> **EXERCISE DIRECTIONS**
In the records below, copy every line from the one with "Can you locate the sunlit" through the last line, requests included, and add 148 to each number in the answer coordinates.

((

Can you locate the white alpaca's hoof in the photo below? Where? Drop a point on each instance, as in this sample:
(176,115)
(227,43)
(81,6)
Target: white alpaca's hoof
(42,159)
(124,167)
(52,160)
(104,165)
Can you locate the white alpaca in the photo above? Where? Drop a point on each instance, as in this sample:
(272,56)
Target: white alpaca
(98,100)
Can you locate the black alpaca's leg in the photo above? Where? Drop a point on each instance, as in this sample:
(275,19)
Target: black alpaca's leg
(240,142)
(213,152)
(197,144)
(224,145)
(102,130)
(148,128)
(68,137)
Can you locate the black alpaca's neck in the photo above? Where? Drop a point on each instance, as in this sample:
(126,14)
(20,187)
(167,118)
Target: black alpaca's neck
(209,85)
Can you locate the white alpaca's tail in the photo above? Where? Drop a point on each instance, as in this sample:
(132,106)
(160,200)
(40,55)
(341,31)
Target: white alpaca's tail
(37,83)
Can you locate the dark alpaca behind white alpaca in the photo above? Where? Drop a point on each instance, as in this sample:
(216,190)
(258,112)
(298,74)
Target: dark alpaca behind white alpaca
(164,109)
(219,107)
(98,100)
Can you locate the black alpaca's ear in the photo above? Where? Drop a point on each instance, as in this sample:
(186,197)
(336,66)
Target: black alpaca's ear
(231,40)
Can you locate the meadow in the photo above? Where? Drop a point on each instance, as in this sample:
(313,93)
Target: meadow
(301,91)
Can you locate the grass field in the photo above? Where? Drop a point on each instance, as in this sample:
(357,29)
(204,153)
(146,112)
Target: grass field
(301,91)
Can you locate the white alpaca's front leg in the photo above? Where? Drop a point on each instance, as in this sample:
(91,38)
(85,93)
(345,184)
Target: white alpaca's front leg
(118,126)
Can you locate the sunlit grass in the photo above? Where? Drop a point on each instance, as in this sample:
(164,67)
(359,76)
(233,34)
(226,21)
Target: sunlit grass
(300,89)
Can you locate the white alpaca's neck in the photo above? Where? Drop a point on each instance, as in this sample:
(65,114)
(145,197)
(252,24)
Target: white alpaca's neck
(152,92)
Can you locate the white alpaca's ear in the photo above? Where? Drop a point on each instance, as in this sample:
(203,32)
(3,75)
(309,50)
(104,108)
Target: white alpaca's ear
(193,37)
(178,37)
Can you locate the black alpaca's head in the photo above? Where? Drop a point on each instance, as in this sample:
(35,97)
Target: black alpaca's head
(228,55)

))

> **FINISHED TASK**
Can you locate the sunlit grass in the photo above? Where? Drop a point on each instance, as in this sample:
(164,67)
(359,76)
(233,34)
(226,21)
Target: sunlit grass
(448,237)
Can you locate the white alpaca's neck in the photo above? Where? Drop a point on each instance, as in this sample:
(65,114)
(145,197)
(252,24)
Target: white alpaca's neck
(300,240)
Can you locate the white alpaca's ear in the photo above? Where? Drop a point on each instance, as in this sample:
(203,32)
(3,75)
(309,50)
(104,108)
Target: white alpaca's ear
(341,185)
(326,185)
Can you locate the black alpaca's head in the photo above? Where? Drop a point on each instance, as in this sample:
(35,97)
Target: black alpaca's head
(376,203)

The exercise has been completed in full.